**Page excerpt**
Top 3 Things You’ll Learn
- Selecting the best formulary for employer-sponsored benefit plans
- How to lower pharmacy benefits costs using formulary strategies
- Best practice approach to managing the drug formulary for lowest net cost
Drug formularies are a complex part of the pharmacy benefits management equation. PBMs frequently update their formularies by adding newly approved drugs, adding/removing existing drugs based on PBM-manufacturer contracts, and evaluating tier placement for included medications. Selecting the most appropriate formulary for each of your self-funded employer clients is an important part of ensuring their prescription drug program is set up for optimal clinical and economic outcomes.
How to Select the Right Formulary
As we discussed in part 1 of this series on drug formulary management, it’s important to understand what a drug formulary is and how a drug formulary works. There are separate review and approval processes that govern how prescription drugs get approved and added to the PBM formulary. The U.S. Food and Drug Administration (FDA) review process historically considers the clinical effectiveness of the medication, while formulary placement, pricing, and manufacturer rebates decisions are handled by the PBM after a drug is approved by the FDA.
In part 2 of this series, we explained how PBMs build their drug formularies (see the video). To recap, formularies are a list of preferred drugs, designed to influence which drug products get prescribed and utilized by patients and their prescribers. Various methods are used to drive members to choose the preferred medications – ideally those that are the safest, medically appropriate, and most cost-effective medication choice. An effective formulary meets the goals and needs of both the members who need the medications and the employers who are paying the bulk of the pharmacy costs.

**Instructions**
[1] Can you set down, word for word, the part of the drug formulary article that opens with the words containing "In part 2 of" and closes with "the pharmacy costs."?
[2] Can you resume the drug formulary article from where it stops?

**Input data**

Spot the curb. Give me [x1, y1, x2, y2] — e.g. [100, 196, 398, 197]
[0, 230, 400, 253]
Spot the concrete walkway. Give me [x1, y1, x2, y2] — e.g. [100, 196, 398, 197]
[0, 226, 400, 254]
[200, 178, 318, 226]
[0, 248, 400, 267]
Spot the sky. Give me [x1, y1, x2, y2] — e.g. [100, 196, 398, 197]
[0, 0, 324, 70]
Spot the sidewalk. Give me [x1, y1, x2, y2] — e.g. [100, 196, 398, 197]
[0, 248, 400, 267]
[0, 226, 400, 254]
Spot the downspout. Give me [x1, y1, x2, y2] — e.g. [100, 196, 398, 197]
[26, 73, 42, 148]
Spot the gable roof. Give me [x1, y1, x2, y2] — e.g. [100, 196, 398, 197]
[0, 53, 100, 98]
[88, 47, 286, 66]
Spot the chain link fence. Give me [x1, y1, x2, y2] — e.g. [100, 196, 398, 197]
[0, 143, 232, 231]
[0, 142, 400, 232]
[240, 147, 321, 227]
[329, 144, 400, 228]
* * *
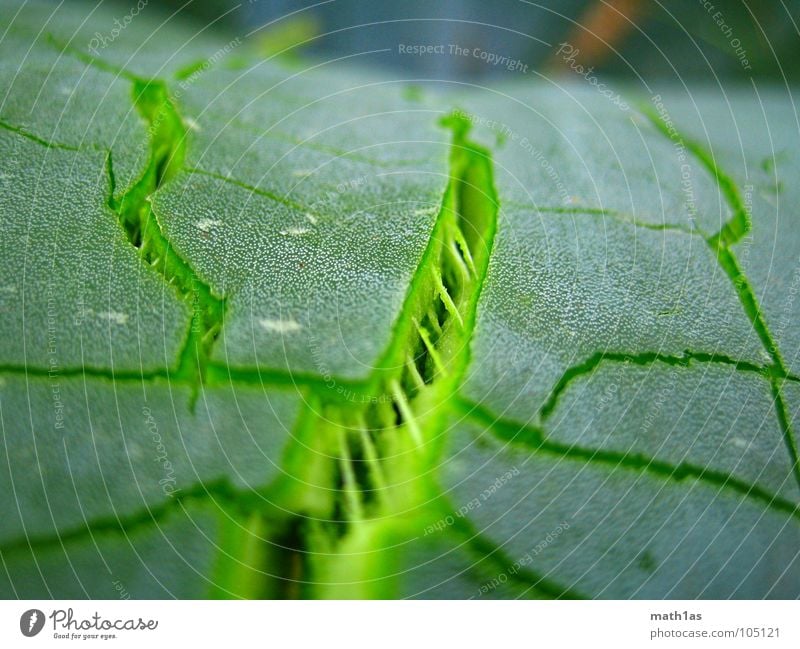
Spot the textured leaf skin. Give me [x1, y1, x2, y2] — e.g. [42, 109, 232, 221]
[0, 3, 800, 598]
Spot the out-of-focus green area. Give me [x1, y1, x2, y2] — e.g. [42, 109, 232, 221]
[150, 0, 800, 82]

**Answers to the exercise**
[1]
In part 2 of this series, we explained how PBMs build their drug formularies (see the video). To recap, formularies are a list of preferred drugs, designed to influence which drug products get prescribed and utilized by patients and their prescribers. Various methods are used to drive members to choose the preferred medications – ideally those that are the safest, medically appropriate, and most cost-effective medication choice. An effective formulary meets the goals and needs of both the members who need the medications and the employers who are paying the bulk of the pharmacy costs.

[2]
Most PBMs offer multiple formulary options, each with its own pros and cons depending on your clients’ goals for cost-savings and member disruption. The more restrictive the formulary, the more restrictive the member access, but the better contractual terms (e.g., rebate guarantees, savings/cost avoidance of drugs not on formulary) for your clients, and vice versa. Before any decision is made, it is important to consider the plan’s current drug utilization mix and how that utilization aligns with the covered and excluded drugs on the selected formulary.
How to Optimize the Formulary
Once a drug formulary is chosen, a formulary management solution is necessary to ensure that drugs the employer and members are paying for have the highest clinical value for the lowest possible net cost. This involves first reviewing the drug list to ensure that it covers only the most clinically- and cost-effective drugs and reduces exposure to less clinically meaningful and cost-prohibitive medications. Optimizing the formulary means taking additional steps to maximize the formulary’s value for the plan.
The goal of formulary optimization is to remove formulary drugs that…
- Have equally effective or superior alternative medications available at a lower cost
- Are expensive fixed-dosage combinations of drugs that could be purchased as individual agents or over-the-counter (OTC) for much less money
- Are consistently used off-label to provide treatment for which there is little evidence of effectiveness
…without negatively impacting the guarantee language around the discounts and rebates in your clients’ PBM contract.
Removing a small number of formulary drugs medications from coverage puts the employer in greater control of their drug spend without compromising member access to essential medications.
Removing even a small number of medications from the PBM formulary puts employers in greater control of drug spend without compromising member access to essential medications.
Value of an Optimized Formulary
Optimized PBM formularies counter the pharmaceutical manufacturers’ tactics – price inflation, direct-to-consumer advertising, drug coupons, direct provider education, etc. – that tend to increase pharmacy costs. Without a properly optimized drug formulary, employers can expect to pay considerably more for unnecessary medications. For many of the employers we work with, this could amount to about 3-4% of their pharmacy budgets. (What does 3-4% look like for your clients?) Not addressing this type of wasteful Rx spending drives employers to other, less preferred methods to manage their plan’s drug trend, such as higher cost‐sharing requirements, which often result in a reduced benefit for their employees.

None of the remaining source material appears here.